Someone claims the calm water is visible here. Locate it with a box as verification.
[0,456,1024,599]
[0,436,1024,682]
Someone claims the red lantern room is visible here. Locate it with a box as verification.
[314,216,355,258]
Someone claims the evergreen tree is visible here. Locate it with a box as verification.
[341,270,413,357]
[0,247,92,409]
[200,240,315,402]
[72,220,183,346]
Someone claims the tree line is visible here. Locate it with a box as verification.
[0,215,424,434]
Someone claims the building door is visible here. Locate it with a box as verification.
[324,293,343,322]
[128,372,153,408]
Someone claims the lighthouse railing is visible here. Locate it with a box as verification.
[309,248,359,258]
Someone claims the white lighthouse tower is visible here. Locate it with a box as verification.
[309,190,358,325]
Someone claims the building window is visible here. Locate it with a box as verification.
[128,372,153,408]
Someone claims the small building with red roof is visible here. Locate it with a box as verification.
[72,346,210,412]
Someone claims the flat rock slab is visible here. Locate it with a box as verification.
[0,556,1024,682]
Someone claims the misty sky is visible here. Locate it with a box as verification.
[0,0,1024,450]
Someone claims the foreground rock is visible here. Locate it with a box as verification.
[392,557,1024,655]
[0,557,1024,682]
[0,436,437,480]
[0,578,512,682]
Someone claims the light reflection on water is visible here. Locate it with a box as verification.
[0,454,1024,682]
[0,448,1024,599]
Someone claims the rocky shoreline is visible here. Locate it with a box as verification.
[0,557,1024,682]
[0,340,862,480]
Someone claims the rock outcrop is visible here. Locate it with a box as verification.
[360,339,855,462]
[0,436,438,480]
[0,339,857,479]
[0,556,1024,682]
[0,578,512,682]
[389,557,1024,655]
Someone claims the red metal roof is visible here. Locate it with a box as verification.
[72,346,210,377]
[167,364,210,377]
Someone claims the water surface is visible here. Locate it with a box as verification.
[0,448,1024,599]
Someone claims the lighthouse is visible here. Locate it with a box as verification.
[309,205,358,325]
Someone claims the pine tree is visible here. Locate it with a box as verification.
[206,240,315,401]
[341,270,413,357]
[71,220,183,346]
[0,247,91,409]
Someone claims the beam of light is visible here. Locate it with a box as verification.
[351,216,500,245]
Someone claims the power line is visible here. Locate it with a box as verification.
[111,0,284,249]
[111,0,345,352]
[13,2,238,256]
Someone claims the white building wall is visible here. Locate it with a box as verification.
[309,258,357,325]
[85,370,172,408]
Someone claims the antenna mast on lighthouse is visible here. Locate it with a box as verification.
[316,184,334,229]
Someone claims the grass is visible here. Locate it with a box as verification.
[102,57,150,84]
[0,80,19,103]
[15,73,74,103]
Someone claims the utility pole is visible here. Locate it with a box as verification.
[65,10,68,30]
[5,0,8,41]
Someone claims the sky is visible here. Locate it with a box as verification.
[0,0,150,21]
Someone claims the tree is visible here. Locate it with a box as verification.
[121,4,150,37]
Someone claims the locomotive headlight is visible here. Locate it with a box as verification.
++++++++++++++++++++
Aim >> Print each of the entries above again, word for word and in the same order.

Correct result >>
Someone claims the calm water is visible here. Locate it with a box as verification.
[0,456,1024,599]
[0,436,1024,682]
Someone claims the red lantern room is visible here. Locate it with a box as verification.
[314,216,355,258]
Someone claims the evergreen tree is visible here. Locate it with a box as verification.
[341,270,413,357]
[0,247,92,409]
[200,240,315,402]
[72,220,183,346]
Someone claims the tree line is visible here. Locate it with a box as verification.
[0,215,424,434]
Someone claims the building door is visible here. Locate it with a box as verification.
[324,293,343,322]
[128,372,153,408]
Someone claims the lighthouse railing is visible here. Locate it with a box as verification.
[309,248,359,258]
Someone claims the white lighthouse tower is visible here. Locate it with a box as verification.
[309,190,358,325]
Someone claims the building window is visible here. Locate it with a box as verification.
[128,372,153,408]
Someone claims the small building with red roof is visible here. Locate it with a box as verification.
[72,346,210,412]
Someone claims the flat rock slab is visible here. Locate it with a box as verification.
[0,556,1024,682]
Someone claims the misty sky is visible here. Locate it with a box as verification.
[0,0,1024,450]
Someone claims the foreground rock is visible here. Locate it with a box as verification.
[392,557,1024,655]
[0,557,1024,682]
[0,436,437,480]
[0,578,512,682]
Someone claims the light reflection on water is visible here. Locate it with a box as verification.
[0,454,1024,682]
[0,448,1024,599]
Someone claims the rocky shoreline is visible here. Locate it with a box as verification.
[0,557,1024,682]
[0,340,862,480]
Someone claims the rock outcrop is visible here. Locate it with a box as verification.
[360,339,855,462]
[0,436,438,480]
[0,339,857,479]
[0,556,1024,682]
[0,578,512,682]
[389,557,1024,655]
Someone claims the red metal roof is visible here. Locate it with a box as verification.
[72,346,210,377]
[167,364,210,377]
Someone claims the water surface is visible here. Locate it with a box as verification.
[0,448,1024,599]
Someone claims the lighthouse is visible here. Locate it with a box as verification.
[309,205,358,325]
Someone claims the pine tree is visible here. Locate it with a box as verification.
[206,240,315,401]
[341,270,413,357]
[71,220,183,346]
[0,247,91,409]
Someone claims the beam of light is visible here. Locate it with a box as verification.
[351,216,500,245]
Someone claims the power line is visible here. Locate it with a box as verification.
[111,0,284,249]
[111,0,345,352]
[13,2,238,256]
Someone claims the white building wall is visible here. Locate it with a box as verification.
[309,258,357,325]
[85,370,172,408]
Someone claims the antenna mast on lighthouse is visible here. Locate it with a box as verification.
[316,184,334,229]
Someone claims the grass is visible here. Locate it with a box as verification.
[102,57,150,84]
[0,80,19,103]
[15,73,74,103]
Someone claims the utility pole is visible here. Locate it with a box as verification.
[65,10,68,30]
[5,0,8,41]
Someone claims the sky is visible here. Locate it with a box as verification.
[0,0,150,21]
Someone claims the tree is visible here. Locate it with a box as verification.
[121,4,150,37]
Someone claims the locomotive headlight is visible here. Locate it with a box as verification.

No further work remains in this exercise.